▶ **TASK OBJECTIVE**
Pick out every line below that contains the word "cliff" and copy those lines. Only matches with the same uppercase and lowercase letters count.

Stored data
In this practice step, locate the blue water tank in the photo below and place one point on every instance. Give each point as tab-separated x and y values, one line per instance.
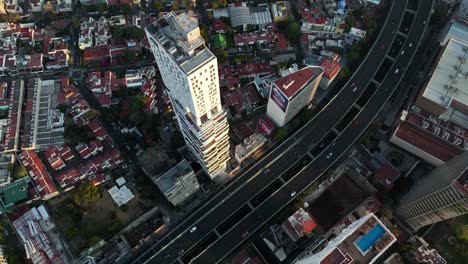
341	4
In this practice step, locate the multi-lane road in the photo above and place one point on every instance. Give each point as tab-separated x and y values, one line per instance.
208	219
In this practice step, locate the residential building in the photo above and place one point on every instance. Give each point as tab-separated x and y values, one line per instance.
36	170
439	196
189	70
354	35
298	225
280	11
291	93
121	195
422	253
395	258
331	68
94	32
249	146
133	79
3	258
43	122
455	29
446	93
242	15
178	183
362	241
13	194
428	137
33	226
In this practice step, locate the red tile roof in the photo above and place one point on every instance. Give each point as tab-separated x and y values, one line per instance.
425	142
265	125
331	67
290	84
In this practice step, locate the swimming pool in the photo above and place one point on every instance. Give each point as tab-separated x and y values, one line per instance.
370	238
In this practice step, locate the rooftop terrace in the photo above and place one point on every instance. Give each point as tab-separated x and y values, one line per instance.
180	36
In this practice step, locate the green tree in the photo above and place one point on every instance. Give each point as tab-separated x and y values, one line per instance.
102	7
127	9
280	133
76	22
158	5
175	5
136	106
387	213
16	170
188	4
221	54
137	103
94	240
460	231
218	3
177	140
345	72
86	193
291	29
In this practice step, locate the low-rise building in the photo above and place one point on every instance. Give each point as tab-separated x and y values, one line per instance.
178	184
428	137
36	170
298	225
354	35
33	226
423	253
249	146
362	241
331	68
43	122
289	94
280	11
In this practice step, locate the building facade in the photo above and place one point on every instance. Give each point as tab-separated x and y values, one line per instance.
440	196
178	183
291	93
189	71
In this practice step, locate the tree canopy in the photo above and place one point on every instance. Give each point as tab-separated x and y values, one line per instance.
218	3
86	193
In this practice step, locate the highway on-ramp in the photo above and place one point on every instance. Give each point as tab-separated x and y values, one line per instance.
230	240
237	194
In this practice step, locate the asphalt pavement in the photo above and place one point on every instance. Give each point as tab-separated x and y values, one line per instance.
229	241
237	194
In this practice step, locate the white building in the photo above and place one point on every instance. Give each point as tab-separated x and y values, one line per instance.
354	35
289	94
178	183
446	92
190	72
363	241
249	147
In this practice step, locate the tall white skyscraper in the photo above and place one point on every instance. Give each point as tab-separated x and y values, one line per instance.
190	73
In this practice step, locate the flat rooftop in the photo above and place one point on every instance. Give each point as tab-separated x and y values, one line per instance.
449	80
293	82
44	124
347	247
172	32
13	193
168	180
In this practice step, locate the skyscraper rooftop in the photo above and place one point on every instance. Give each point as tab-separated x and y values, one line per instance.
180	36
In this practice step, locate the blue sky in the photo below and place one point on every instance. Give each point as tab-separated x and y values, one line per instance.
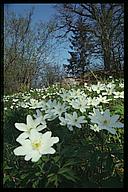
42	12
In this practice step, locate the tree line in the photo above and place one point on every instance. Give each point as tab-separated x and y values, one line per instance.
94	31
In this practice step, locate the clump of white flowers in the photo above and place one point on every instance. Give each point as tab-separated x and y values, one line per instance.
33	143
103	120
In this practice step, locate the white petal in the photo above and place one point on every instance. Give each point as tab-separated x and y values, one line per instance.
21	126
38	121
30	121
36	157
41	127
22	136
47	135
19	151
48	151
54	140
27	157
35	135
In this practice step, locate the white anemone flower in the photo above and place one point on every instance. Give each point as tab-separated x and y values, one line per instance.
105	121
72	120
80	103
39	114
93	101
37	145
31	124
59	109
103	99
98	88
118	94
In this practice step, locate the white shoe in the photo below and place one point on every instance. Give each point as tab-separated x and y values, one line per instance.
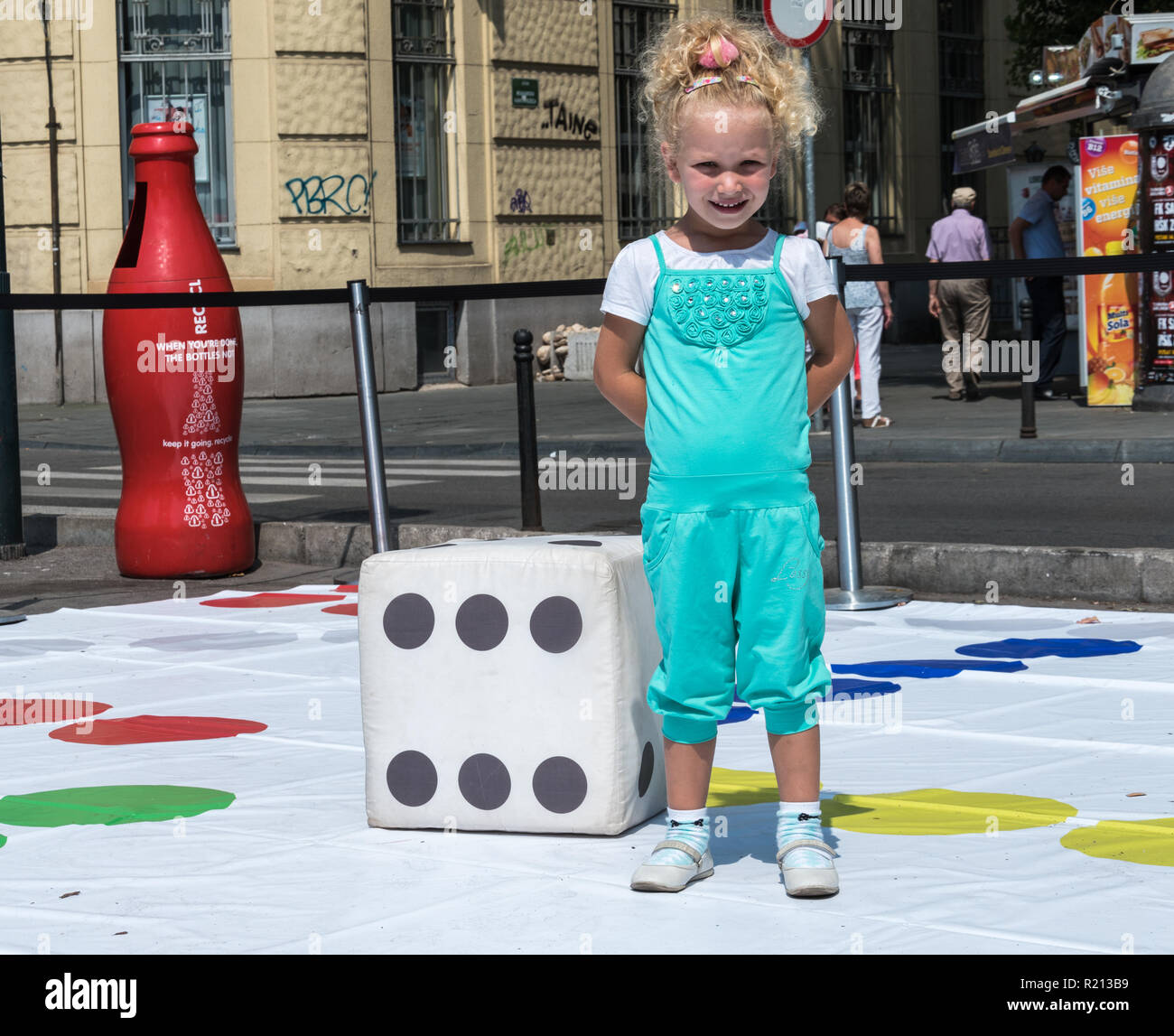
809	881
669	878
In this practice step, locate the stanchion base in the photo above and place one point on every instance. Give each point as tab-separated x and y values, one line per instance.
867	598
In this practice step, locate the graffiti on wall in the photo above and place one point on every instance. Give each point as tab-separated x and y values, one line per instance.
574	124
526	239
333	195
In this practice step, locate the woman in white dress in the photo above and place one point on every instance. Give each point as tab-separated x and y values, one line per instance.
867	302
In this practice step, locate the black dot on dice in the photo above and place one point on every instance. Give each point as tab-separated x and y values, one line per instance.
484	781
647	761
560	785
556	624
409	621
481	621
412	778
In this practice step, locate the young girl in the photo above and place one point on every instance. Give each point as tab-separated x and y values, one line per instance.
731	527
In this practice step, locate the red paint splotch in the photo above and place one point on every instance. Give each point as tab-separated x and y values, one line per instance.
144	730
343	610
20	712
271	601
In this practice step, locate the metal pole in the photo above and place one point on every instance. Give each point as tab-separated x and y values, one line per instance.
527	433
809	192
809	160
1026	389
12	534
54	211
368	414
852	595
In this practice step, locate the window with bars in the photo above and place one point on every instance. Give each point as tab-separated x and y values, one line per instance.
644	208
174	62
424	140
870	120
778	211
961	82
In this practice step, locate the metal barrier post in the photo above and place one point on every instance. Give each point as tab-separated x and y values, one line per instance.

---

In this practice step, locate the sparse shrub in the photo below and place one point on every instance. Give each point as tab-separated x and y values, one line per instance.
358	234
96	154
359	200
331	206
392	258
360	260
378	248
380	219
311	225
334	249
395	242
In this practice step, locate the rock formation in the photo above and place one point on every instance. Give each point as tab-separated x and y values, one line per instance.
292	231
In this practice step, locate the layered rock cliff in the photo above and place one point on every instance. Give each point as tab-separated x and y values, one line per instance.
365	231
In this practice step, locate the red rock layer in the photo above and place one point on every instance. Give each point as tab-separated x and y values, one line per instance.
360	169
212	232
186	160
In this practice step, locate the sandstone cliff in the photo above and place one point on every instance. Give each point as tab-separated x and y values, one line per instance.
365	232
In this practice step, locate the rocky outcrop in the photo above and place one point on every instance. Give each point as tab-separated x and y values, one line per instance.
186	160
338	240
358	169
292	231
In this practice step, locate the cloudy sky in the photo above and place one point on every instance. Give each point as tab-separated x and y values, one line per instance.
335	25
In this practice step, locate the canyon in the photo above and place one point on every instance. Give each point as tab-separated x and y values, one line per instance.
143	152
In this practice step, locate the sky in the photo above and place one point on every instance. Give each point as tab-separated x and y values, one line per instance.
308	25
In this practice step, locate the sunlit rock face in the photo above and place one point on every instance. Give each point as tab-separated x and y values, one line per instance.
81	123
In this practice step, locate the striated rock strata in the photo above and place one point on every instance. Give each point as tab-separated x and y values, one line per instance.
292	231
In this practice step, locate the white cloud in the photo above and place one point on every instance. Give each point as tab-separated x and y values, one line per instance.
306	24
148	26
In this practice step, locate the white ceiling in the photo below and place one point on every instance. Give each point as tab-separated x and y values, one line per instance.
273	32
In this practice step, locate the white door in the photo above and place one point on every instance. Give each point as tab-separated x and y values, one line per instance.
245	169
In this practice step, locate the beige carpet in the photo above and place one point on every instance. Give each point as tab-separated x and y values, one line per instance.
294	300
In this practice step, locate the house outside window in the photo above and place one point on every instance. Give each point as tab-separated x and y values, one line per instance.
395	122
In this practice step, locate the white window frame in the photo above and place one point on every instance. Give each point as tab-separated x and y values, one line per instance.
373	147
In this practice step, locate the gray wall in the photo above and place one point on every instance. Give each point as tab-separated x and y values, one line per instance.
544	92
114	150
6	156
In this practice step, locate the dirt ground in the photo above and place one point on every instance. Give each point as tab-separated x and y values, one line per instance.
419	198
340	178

* * *

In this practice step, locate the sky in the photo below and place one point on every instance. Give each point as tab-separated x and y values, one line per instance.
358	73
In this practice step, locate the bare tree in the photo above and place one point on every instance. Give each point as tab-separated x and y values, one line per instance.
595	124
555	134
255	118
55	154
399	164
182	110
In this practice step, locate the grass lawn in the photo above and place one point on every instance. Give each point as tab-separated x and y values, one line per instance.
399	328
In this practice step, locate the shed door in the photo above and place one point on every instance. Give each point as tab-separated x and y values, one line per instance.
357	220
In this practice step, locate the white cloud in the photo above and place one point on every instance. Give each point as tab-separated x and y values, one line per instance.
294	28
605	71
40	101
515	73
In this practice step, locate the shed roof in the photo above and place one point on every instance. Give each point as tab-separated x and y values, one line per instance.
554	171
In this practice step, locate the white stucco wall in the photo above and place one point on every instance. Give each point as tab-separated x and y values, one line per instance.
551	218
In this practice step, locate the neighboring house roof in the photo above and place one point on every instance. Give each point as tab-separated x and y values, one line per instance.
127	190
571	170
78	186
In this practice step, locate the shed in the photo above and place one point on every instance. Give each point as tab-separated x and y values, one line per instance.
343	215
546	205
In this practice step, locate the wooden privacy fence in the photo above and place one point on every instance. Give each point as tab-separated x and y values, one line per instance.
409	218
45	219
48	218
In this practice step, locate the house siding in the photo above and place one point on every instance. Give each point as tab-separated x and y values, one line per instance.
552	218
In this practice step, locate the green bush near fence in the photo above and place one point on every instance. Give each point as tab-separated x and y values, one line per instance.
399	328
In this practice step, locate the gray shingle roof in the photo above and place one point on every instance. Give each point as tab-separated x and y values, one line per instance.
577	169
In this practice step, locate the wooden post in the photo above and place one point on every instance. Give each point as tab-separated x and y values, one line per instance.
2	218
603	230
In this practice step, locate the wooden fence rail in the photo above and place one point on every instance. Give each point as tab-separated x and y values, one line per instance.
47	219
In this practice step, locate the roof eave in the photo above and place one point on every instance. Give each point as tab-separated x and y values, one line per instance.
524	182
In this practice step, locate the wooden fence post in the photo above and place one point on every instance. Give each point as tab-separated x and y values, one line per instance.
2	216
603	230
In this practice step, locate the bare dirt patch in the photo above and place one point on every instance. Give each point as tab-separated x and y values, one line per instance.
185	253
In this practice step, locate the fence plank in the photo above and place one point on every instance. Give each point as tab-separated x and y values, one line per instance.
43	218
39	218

▶ **ANSWER IN FULL**
In this practice step, locate the layered rock cliff in the photo above and place one point on every instance. Give each point as tab-separated x and y values, one line per instance.
In this practice step, locate the sandstone cliff in the photo above and place one point on every instance. Give each point as tab-separated x and y values, one line per instance.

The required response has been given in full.